**課題 1**
本文によると、液状化の被害が集中しやすいのはどのような土地ですか。
**課題 2**
本文の「しめっちカフェ 湿地の埋立て」から「て活発な意見交換が行われた。」に至るまでを、一字も変えずに再現してください。

しめっちカフェ 湿地の埋立て・干拓地における震災時の液状化について~河北潟での調査結果から対策について考える~
レポート
しめっちカフェ「湿地の埋立て・干拓地における震災時の液状化について ~河北潟の調査結果から対策について考える~」開催レポート
もともと昔から湿地や川が近くにある場所を埋め立てした場所は液状化が起きやすく、令和6年能登半島地震の被害があった地域にて液状化をして土地や建物に大きな変化が見られた地域があった。石川県河北潟をはじめとした事例調査から、干拓地や埋立地に潜む地盤リスク、そしてそれに対してどのように向き合うべきかについて目代邦康氏の報告、そして活発な意見交換が行われた。
液状化のメカニズムと被害
通常は、土の中の粒子が粒子の上に乗る(下の粒子が上の粒子を支える)かたちで粒子同士がかみあっており、その粒子間に水が存在している。そこになんらかの地震等の振動が加わると、土の中の粒子が水の間に浮いたような状態になる。振動により上部に水が集まり、土は下へ移動するため地面そのものが下がる。建物や電柱などは上に上がり倒れる。建物の不同沈下、噴砂、側方流動、マンホールの浮き上がりといった多様な被害が発生する。特に、川沿いや砂丘周辺、埋め立て地など、地下に水分を多く含んだ土地で被害が集中する傾向にある。
地形・地質と被害の相関
液状化の被害は、古い道を境に非対称に現れるケースも確認され、過去の土地利用の履歴や地下水の動きが関係している可能性が示唆された。また、古い井戸の深さや、建物の立地(地下水面からの高さ)と被害との関連も見られ、今後の調査が期待される。
対策と課題
被害が出た一方で、地盤改良を行った住宅は比較的被害が少なく、一定の効果があることが示された。個別に対応できる地盤改良や、地下水の調整など、技術的手段の有効性も報告されたが、コスト面や施工対象の限界といった課題も依然として残る。

**提供リスト**
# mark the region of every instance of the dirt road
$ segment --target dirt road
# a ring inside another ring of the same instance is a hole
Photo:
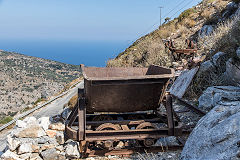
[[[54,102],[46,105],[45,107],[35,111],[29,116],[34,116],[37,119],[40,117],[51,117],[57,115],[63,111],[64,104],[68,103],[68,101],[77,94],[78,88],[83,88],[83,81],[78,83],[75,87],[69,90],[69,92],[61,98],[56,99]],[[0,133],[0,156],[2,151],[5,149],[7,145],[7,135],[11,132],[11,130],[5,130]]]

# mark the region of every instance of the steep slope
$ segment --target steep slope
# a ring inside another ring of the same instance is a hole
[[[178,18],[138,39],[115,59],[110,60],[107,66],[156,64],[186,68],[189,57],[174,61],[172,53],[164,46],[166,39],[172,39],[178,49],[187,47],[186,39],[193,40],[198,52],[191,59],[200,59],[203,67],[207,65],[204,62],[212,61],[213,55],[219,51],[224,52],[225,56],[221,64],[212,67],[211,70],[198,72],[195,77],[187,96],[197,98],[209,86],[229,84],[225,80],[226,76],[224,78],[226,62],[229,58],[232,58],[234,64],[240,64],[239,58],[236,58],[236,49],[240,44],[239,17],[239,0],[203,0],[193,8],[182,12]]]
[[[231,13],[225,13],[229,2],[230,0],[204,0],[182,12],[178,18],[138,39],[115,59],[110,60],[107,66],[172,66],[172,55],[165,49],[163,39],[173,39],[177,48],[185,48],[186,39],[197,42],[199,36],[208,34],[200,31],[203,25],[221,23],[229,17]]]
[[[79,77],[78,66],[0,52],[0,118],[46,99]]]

...

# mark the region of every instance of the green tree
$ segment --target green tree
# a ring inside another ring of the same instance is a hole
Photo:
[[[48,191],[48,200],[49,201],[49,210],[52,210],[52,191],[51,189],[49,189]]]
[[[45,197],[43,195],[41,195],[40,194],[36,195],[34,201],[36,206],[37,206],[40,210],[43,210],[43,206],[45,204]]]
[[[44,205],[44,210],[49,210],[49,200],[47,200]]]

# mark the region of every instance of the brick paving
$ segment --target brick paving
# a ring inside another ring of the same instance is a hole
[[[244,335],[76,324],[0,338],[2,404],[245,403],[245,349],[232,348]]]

...

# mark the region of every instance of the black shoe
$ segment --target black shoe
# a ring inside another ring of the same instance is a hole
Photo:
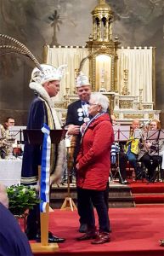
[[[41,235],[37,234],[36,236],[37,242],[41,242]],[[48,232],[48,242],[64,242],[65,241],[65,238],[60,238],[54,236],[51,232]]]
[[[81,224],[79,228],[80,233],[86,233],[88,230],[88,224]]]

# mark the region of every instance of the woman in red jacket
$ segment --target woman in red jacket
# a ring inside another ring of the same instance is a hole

**解答 1**
川沿いや砂丘周辺、埋め立て地など、地下に水分を多く含んだ土地です。

**解答 2**
しめっちカフェ 湿地の埋立て・干拓地における震災時の液状化について~河北潟での調査結果から対策について考える~
レポート
しめっちカフェ「湿地の埋立て・干拓地における震災時の液状化について ~河北潟の調査結果から対策について考える~」開催レポート
もともと昔から湿地や川が近くにある場所を埋め立てした場所は液状化が起きやすく、令和6年能登半島地震の被害があった地域にて液状化をして土地や建物に大きな変化が見られた地域があった。石川県河北潟をはじめとした事例調査から、干拓地や埋立地に潜む地盤リスク、そしてそれに対してどのように向き合うべきかについて目代邦康氏の報告、そして活発な意見交換が行われた。